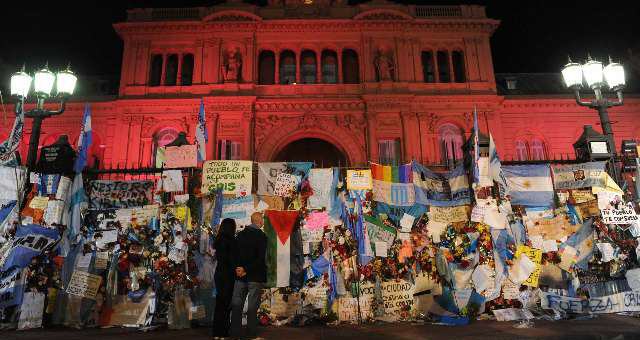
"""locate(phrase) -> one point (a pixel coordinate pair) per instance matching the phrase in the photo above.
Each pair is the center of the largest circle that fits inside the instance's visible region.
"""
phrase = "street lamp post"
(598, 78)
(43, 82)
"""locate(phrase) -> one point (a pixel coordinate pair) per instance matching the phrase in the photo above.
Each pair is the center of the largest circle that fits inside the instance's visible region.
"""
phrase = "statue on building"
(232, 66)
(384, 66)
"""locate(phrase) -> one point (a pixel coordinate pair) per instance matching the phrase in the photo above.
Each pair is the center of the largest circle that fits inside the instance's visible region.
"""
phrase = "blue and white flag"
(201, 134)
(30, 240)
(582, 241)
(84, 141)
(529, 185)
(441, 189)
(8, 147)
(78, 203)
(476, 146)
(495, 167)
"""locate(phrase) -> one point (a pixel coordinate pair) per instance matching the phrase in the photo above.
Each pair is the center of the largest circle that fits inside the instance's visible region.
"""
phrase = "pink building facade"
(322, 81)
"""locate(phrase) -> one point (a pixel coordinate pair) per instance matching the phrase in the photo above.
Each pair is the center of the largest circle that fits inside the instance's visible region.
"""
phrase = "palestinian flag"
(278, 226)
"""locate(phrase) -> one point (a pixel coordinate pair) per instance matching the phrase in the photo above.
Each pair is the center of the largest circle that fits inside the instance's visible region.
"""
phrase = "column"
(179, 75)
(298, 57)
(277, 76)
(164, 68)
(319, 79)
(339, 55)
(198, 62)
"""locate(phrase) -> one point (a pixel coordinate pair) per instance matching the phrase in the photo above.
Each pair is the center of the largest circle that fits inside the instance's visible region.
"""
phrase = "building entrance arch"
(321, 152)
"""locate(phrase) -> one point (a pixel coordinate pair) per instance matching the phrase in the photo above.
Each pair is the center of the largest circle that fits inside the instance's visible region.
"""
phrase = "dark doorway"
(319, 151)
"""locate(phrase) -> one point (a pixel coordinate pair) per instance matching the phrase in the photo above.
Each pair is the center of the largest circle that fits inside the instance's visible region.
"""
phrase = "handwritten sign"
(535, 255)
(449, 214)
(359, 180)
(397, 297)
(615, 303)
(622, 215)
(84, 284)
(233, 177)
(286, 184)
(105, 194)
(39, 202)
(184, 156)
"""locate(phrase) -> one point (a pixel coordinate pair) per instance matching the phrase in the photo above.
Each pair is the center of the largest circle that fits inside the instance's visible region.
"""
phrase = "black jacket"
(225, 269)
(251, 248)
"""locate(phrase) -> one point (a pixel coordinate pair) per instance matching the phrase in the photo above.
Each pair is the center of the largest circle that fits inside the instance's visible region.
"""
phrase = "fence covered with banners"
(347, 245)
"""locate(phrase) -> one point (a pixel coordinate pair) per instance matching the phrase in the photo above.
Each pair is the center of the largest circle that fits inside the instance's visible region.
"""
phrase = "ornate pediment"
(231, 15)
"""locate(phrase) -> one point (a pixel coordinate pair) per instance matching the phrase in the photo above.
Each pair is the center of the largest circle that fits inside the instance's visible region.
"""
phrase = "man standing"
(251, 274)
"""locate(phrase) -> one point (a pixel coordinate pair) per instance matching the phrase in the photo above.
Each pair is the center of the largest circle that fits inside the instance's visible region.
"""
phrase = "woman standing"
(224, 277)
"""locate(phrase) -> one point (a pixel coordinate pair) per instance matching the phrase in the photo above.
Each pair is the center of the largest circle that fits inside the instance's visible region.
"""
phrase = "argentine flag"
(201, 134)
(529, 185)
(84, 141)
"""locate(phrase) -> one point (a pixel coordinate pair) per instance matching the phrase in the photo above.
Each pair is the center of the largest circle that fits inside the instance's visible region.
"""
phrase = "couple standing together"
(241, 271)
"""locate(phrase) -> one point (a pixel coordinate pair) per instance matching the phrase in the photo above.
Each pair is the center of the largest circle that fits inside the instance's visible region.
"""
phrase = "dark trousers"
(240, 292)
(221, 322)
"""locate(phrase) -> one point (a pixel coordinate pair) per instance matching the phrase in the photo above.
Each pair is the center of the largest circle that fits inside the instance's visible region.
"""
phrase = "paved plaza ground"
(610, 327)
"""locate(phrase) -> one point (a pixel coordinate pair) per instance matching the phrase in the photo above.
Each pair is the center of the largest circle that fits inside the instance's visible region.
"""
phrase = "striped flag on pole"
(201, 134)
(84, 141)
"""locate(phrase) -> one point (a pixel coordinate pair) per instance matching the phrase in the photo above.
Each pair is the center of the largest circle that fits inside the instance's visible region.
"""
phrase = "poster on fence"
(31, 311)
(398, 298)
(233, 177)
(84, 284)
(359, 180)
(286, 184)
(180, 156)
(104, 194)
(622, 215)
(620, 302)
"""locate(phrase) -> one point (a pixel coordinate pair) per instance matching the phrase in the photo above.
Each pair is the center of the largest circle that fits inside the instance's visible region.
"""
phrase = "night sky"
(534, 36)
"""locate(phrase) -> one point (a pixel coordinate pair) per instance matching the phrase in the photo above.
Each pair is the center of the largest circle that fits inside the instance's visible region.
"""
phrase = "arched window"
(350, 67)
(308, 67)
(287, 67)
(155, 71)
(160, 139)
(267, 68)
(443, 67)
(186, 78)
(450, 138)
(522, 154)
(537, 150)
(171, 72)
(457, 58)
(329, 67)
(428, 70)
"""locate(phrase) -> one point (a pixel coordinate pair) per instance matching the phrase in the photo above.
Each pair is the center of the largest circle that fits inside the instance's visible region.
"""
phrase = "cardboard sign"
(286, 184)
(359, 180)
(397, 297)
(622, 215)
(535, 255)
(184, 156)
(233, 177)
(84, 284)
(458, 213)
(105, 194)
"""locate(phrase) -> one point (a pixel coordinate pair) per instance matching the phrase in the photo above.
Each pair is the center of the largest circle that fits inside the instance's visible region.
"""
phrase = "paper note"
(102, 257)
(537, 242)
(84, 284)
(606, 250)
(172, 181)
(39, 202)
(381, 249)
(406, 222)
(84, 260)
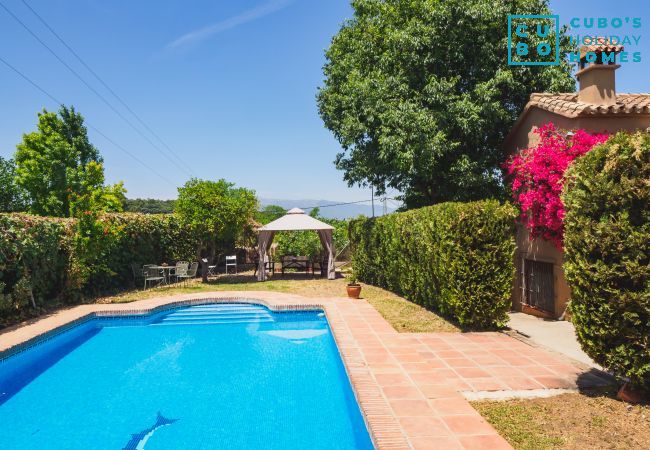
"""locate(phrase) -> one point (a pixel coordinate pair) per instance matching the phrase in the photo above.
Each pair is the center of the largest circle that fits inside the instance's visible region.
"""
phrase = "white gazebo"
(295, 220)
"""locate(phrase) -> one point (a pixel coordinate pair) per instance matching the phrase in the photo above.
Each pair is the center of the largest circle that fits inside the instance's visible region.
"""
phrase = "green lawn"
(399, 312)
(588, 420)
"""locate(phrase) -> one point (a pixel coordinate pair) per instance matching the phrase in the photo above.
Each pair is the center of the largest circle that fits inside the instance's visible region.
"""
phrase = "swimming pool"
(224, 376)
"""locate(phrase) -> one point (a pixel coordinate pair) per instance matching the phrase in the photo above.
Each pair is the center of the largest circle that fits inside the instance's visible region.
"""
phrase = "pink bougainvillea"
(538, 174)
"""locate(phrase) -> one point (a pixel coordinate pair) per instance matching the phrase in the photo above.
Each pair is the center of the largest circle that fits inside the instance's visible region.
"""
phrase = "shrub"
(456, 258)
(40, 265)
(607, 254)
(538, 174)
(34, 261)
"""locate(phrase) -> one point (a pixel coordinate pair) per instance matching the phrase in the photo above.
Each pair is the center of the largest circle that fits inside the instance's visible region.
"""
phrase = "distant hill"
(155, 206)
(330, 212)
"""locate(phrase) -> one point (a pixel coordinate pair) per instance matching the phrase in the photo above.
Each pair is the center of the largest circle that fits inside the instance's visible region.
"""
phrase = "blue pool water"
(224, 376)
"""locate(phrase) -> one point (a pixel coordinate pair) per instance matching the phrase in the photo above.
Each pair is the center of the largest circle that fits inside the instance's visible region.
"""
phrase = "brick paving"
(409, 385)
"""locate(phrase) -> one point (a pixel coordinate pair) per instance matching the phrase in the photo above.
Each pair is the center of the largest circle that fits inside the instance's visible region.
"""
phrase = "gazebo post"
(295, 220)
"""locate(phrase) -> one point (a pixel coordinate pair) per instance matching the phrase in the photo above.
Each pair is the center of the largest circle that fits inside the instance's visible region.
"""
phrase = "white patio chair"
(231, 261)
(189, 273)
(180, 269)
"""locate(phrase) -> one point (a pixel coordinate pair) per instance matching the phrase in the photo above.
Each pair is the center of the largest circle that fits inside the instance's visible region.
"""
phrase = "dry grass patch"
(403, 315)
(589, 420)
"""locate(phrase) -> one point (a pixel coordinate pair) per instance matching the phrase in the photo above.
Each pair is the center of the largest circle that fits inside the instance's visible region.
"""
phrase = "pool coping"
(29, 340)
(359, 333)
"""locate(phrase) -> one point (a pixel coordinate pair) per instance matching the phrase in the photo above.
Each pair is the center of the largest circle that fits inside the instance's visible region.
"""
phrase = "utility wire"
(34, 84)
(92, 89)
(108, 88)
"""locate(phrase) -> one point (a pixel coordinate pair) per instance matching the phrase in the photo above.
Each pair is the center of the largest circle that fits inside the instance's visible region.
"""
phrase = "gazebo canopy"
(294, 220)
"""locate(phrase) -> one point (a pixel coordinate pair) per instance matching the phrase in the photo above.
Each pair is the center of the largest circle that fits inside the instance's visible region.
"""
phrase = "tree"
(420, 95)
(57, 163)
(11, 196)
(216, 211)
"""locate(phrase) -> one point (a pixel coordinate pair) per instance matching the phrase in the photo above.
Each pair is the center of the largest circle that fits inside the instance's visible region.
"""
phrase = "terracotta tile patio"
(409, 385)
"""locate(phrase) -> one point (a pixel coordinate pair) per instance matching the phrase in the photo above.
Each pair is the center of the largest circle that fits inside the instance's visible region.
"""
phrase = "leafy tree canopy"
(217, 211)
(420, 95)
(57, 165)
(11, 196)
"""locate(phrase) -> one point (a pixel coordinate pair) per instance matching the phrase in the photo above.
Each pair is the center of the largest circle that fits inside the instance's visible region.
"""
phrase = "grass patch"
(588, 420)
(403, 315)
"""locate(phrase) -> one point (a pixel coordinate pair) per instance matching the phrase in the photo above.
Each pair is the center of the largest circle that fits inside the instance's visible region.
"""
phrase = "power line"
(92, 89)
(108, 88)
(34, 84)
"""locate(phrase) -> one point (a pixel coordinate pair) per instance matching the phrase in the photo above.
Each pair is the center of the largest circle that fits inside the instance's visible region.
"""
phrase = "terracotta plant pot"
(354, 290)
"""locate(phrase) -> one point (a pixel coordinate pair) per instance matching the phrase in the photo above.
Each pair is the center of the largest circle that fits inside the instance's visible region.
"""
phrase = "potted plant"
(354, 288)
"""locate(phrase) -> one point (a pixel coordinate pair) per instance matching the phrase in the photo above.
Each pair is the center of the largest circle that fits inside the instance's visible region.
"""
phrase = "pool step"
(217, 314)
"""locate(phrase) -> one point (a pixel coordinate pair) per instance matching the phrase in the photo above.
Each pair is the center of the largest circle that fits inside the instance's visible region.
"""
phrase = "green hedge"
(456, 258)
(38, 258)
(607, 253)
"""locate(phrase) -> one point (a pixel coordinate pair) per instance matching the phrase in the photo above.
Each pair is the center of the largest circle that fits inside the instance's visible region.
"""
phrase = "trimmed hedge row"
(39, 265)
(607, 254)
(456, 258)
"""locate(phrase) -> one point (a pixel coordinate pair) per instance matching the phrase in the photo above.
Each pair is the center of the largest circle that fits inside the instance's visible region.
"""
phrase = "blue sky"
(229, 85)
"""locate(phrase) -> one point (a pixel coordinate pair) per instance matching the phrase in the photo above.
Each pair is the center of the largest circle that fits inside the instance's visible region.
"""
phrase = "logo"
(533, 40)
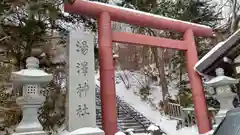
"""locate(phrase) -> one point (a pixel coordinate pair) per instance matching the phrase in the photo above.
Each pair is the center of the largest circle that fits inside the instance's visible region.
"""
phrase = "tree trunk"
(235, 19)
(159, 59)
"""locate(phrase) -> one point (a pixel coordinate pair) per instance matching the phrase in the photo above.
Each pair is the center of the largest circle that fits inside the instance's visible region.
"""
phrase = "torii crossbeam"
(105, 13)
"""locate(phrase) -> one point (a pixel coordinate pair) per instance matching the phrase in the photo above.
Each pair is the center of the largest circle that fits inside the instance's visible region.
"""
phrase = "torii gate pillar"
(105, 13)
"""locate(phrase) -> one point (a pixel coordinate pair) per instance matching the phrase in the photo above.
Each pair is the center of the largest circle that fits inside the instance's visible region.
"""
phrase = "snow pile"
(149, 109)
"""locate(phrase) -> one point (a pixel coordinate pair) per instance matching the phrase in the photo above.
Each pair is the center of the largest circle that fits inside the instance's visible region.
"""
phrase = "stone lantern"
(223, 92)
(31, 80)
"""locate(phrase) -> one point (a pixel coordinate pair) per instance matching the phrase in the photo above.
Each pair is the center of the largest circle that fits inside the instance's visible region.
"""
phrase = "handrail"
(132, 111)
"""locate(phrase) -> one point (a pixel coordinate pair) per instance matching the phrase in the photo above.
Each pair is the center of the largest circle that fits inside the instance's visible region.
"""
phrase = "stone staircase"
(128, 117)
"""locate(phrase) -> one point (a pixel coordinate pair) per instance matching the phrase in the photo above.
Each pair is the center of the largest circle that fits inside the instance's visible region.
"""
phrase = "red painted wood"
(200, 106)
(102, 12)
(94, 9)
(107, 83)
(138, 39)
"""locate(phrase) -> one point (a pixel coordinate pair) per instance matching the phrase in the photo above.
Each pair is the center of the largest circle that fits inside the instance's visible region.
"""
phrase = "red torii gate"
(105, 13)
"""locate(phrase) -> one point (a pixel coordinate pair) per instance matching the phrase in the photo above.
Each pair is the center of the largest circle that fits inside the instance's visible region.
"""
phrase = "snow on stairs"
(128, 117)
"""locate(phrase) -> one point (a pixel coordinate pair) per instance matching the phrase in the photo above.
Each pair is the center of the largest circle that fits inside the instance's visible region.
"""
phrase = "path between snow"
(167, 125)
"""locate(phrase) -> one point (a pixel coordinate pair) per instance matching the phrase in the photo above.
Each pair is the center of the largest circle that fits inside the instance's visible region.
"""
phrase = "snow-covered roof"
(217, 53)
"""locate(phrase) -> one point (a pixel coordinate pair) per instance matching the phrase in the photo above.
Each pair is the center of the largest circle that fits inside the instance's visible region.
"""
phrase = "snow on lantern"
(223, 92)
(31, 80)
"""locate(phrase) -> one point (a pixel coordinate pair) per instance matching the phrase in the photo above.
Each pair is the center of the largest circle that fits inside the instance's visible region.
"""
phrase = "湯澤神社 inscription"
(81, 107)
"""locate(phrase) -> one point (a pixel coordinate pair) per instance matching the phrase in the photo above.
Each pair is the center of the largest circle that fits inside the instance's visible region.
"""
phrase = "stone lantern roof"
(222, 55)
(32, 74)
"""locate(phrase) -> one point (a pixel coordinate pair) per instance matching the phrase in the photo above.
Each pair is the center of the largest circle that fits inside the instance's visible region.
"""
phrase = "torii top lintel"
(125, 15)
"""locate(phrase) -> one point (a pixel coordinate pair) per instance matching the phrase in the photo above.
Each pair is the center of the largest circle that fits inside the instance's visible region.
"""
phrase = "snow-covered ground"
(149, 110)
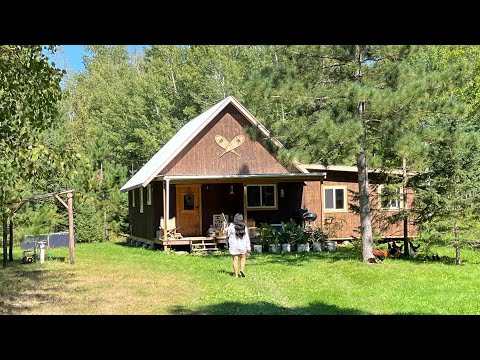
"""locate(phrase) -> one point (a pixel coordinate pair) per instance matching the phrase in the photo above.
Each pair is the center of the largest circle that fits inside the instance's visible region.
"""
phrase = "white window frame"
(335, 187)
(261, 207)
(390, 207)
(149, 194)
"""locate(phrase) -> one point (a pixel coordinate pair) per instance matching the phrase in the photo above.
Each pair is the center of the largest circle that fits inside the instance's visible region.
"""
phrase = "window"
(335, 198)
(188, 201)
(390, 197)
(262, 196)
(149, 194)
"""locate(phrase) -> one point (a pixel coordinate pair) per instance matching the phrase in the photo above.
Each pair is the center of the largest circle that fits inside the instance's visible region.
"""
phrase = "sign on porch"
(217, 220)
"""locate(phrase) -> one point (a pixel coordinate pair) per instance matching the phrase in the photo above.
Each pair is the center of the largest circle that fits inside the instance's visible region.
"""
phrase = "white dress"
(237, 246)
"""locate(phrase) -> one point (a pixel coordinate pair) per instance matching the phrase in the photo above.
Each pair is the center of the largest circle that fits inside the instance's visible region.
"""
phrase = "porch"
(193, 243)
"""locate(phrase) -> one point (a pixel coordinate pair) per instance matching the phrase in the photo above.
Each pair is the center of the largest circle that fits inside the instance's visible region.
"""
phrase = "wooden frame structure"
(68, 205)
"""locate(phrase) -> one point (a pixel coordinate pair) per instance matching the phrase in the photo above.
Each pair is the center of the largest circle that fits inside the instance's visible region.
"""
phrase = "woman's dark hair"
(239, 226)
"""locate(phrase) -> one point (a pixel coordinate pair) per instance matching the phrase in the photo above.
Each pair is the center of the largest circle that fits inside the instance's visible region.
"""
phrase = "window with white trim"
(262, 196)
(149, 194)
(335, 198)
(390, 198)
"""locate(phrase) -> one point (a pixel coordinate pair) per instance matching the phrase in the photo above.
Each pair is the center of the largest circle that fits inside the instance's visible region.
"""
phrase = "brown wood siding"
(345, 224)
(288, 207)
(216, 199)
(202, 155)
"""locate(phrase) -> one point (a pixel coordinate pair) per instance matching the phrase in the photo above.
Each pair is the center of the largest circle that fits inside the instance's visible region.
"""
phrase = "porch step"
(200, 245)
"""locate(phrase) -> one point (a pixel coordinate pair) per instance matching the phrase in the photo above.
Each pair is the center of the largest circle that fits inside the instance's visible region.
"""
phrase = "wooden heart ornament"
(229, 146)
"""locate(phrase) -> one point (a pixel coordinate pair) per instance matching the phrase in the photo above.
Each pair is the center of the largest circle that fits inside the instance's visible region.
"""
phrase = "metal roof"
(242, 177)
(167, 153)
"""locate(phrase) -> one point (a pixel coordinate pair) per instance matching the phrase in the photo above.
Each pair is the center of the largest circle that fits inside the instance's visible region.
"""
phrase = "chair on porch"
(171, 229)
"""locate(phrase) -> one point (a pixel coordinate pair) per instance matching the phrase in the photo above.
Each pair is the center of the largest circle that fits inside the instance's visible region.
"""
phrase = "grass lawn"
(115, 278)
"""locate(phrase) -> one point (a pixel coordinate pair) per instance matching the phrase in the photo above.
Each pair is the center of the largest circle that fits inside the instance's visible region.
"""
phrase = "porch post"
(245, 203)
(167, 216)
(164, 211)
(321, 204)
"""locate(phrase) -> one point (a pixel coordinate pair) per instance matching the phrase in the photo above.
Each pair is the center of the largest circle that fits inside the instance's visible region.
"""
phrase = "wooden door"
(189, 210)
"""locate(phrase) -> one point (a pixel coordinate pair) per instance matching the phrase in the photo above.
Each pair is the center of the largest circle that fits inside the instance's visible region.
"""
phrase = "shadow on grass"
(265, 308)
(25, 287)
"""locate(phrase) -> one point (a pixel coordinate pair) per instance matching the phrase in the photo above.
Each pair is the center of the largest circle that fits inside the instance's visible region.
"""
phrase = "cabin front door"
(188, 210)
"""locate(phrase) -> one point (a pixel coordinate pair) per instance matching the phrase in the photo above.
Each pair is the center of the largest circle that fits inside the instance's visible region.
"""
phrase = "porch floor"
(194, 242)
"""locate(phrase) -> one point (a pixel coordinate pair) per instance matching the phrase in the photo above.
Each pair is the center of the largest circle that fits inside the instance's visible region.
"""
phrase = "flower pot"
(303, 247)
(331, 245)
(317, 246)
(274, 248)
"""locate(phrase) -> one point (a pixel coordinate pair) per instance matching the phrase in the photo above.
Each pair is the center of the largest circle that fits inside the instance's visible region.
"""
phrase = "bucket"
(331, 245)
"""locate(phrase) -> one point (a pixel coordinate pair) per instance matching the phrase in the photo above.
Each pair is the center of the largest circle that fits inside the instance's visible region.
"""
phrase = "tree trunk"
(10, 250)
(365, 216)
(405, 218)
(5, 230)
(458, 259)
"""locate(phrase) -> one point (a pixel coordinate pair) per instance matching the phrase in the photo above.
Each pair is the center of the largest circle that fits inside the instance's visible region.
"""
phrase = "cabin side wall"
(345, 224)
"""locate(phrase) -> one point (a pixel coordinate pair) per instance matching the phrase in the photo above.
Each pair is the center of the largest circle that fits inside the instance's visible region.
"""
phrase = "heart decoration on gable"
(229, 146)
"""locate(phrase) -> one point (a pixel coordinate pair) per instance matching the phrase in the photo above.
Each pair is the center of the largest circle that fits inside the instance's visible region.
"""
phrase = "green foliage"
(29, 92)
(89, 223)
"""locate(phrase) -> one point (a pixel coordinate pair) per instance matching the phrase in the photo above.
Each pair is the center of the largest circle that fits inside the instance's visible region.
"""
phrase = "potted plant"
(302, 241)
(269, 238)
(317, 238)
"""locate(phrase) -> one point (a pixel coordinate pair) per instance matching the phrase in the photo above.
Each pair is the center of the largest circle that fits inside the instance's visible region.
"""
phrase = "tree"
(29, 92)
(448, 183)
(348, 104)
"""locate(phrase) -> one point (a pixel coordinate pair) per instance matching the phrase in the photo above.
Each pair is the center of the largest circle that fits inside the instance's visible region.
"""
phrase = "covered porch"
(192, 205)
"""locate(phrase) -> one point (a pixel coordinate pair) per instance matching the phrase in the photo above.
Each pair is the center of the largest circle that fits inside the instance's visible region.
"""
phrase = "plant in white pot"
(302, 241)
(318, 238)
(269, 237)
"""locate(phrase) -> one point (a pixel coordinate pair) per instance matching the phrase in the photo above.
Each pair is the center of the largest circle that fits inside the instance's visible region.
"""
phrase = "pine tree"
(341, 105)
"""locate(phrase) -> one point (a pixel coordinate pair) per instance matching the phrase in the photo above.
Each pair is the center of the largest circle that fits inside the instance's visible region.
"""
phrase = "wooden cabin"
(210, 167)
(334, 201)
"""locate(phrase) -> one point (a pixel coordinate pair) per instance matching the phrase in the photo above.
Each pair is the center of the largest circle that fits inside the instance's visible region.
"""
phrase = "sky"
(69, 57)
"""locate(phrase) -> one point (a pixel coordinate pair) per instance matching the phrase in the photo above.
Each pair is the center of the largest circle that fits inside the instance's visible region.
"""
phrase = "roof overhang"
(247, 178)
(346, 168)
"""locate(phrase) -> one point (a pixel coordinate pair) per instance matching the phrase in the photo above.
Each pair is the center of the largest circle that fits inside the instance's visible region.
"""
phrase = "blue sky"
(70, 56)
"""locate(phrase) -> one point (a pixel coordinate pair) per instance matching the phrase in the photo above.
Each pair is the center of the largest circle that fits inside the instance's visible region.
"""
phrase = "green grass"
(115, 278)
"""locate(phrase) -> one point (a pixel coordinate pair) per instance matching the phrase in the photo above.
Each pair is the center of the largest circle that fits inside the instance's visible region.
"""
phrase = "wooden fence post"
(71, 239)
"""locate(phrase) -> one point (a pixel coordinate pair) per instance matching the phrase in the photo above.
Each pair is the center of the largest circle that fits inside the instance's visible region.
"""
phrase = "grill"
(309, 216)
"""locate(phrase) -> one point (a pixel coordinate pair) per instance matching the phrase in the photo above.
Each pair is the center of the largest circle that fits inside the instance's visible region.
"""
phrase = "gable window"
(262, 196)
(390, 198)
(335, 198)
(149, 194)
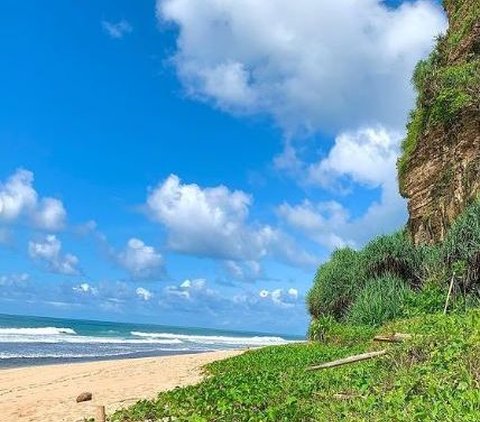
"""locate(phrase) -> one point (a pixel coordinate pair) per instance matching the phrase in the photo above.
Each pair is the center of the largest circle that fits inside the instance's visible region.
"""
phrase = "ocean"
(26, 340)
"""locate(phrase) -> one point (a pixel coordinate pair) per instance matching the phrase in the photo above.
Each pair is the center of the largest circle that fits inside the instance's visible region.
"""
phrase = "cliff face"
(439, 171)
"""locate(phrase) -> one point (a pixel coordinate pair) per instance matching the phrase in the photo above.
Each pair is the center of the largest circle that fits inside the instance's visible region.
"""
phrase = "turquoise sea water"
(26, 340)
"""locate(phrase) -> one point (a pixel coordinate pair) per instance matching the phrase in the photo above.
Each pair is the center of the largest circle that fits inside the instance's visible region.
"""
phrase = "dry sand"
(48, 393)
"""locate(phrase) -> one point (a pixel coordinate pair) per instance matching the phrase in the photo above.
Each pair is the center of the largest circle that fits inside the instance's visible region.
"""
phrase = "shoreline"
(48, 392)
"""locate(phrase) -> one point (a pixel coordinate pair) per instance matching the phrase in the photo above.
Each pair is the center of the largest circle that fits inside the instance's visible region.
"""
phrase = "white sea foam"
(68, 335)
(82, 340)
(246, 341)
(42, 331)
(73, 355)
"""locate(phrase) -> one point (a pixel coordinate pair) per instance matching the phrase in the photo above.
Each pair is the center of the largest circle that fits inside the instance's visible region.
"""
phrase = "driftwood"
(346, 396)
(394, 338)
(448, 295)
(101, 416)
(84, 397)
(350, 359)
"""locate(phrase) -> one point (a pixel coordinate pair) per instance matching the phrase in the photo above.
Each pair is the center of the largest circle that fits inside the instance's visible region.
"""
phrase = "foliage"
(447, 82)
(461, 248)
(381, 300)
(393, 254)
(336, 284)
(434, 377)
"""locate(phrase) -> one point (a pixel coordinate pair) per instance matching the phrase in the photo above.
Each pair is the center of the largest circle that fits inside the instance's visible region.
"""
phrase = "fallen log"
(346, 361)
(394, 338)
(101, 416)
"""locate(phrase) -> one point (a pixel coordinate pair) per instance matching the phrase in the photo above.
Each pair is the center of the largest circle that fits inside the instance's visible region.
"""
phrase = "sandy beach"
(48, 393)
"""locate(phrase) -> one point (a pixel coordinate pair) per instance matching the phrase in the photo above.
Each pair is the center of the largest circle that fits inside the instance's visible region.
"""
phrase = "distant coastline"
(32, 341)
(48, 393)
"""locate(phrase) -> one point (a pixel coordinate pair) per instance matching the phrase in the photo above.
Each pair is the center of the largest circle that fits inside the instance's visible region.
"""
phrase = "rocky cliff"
.....
• Goal: How many lines of the data above include the string "gable"? Matching is case-sensitive. Reply with the number alone.

• Task answer: 2